TEXT PROVIDED –
__________

Open Letter to the UN Network on Migration Responding to Recent Statement on Remittances

Roula Seghaier, WIMN International Coordinator, recently sent this “Open Letter” to the UN Network on Migration (UNNM) on behalf of WIMN. The letter addresses a recent UNNM statement, “Investing in Impact: The Power of Remittances for the SDGs”.

She shared in a cover letter to UNNM: “We read the statement with great interest as we consistently follow developments in the world of migration in language and in policy. We consider the United Nations Network on Migration as the key stakeholder and our valued partner…We were moved to constructively contribute to this important conversation, particularly given the growing urgency around migration, financing, gender equity and backlash against rights. In our letter, we share learnings from often obscured conversations among migrant women on the complexities of pride and pain that come with inadvertently becoming an economic development subject, both celebrated but dispossessed…We look forward to deepening this conversation and engaging with the UNNM and its partners to help advance a feminist and labor-rooted migration agenda that prioritizes structural justice, gender equity, and the rights of all migrant workers.”

Click here to to download a PDF of the letter (in English).

To the United Nations Network on Migration (UNNM),

We welcome your recognition of the vital role that women migrant workers play in both origin and destination countries’ economies. Their labor sustains themselves, their families, fuels industries, and contributes significantly to global development. Yet, this acknowledgment must also confront the harsh realities of exploitation, systemic injustice, and the profound human costs borne by migrant women in the name of “contributing to sustainable development.”

We recognize and appreciate your recent statement’s call to lower the costs and facilitate remittances for women migrant workers. These are critical steps toward reducing the financial burdens imposed on those who sustain families and economies across borders. Yet, such measures alone cannot rectify the deeper injustices embedded in global migration systems.

__________

DATA –
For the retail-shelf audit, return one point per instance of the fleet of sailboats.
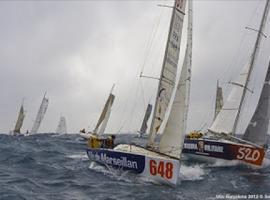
(103, 119)
(40, 115)
(251, 148)
(160, 160)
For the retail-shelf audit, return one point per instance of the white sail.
(169, 69)
(173, 135)
(219, 100)
(227, 119)
(20, 119)
(145, 119)
(40, 115)
(104, 118)
(257, 129)
(62, 126)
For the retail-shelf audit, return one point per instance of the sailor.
(82, 131)
(110, 142)
(94, 142)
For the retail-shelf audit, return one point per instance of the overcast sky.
(76, 50)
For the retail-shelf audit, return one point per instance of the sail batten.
(169, 69)
(172, 138)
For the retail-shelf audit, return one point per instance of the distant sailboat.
(226, 146)
(40, 115)
(144, 126)
(19, 122)
(62, 126)
(103, 119)
(160, 160)
(219, 100)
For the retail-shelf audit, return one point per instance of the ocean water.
(51, 166)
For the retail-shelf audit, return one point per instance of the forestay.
(169, 69)
(173, 136)
(40, 115)
(62, 126)
(20, 119)
(227, 119)
(105, 115)
(258, 127)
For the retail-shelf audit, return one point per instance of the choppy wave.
(49, 166)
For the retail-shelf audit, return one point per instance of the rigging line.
(142, 90)
(243, 37)
(150, 40)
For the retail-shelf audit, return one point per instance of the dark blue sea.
(55, 167)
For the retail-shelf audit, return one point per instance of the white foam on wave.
(192, 173)
(225, 163)
(114, 173)
(82, 156)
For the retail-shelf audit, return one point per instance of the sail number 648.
(164, 169)
(245, 153)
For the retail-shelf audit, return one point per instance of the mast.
(252, 60)
(168, 70)
(172, 139)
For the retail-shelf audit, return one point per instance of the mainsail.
(40, 115)
(173, 135)
(145, 119)
(227, 119)
(257, 129)
(62, 126)
(20, 119)
(105, 115)
(169, 69)
(219, 100)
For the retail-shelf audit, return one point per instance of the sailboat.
(62, 126)
(160, 161)
(103, 119)
(19, 122)
(40, 115)
(226, 146)
(144, 126)
(219, 100)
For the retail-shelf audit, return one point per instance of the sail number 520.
(164, 169)
(245, 153)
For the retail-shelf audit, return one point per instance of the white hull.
(149, 164)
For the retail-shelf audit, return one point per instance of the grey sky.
(76, 50)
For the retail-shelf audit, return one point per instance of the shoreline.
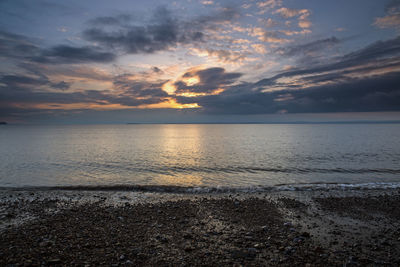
(306, 228)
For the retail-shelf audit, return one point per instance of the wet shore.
(306, 228)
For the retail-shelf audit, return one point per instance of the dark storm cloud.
(64, 54)
(20, 47)
(137, 92)
(162, 32)
(210, 80)
(365, 80)
(308, 48)
(358, 95)
(27, 90)
(16, 46)
(16, 82)
(380, 54)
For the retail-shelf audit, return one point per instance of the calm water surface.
(199, 155)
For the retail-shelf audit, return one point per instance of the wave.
(215, 189)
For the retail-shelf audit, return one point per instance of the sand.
(304, 228)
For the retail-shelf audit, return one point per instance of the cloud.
(264, 6)
(63, 54)
(16, 46)
(361, 81)
(309, 48)
(302, 15)
(15, 82)
(224, 56)
(20, 47)
(207, 2)
(163, 32)
(392, 18)
(205, 80)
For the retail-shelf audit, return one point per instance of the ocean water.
(200, 155)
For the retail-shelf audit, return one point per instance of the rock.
(305, 234)
(187, 236)
(54, 261)
(188, 248)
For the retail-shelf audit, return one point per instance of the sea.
(200, 157)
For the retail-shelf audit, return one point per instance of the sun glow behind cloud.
(264, 57)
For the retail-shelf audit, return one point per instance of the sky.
(199, 61)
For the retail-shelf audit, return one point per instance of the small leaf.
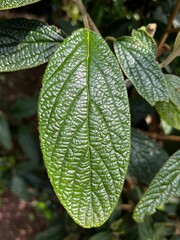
(26, 43)
(177, 45)
(170, 113)
(164, 186)
(146, 40)
(6, 4)
(85, 127)
(146, 157)
(5, 134)
(137, 58)
(173, 83)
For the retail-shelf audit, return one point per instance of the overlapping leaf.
(6, 4)
(165, 185)
(170, 113)
(26, 43)
(146, 157)
(84, 127)
(136, 56)
(173, 83)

__________

TASK TO COMPLETE –
Reproduce the part of the open letter to the UN Network on Migration that opens with the words "We welcome your" and closes with "global migration systems.", changing "harsh realities" to "hard realities".

THE ANSWER –
We welcome your recognition of the vital role that women migrant workers play in both origin and destination countries’ economies. Their labor sustains themselves, their families, fuels industries, and contributes significantly to global development. Yet, this acknowledgment must also confront the hard realities of exploitation, systemic injustice, and the profound human costs borne by migrant women in the name of “contributing to sustainable development.”

We recognize and appreciate your recent statement’s call to lower the costs and facilitate remittances for women migrant workers. These are critical steps toward reducing the financial burdens imposed on those who sustain families and economies across borders. Yet, such measures alone cannot rectify the deeper injustices embedded in global migration systems.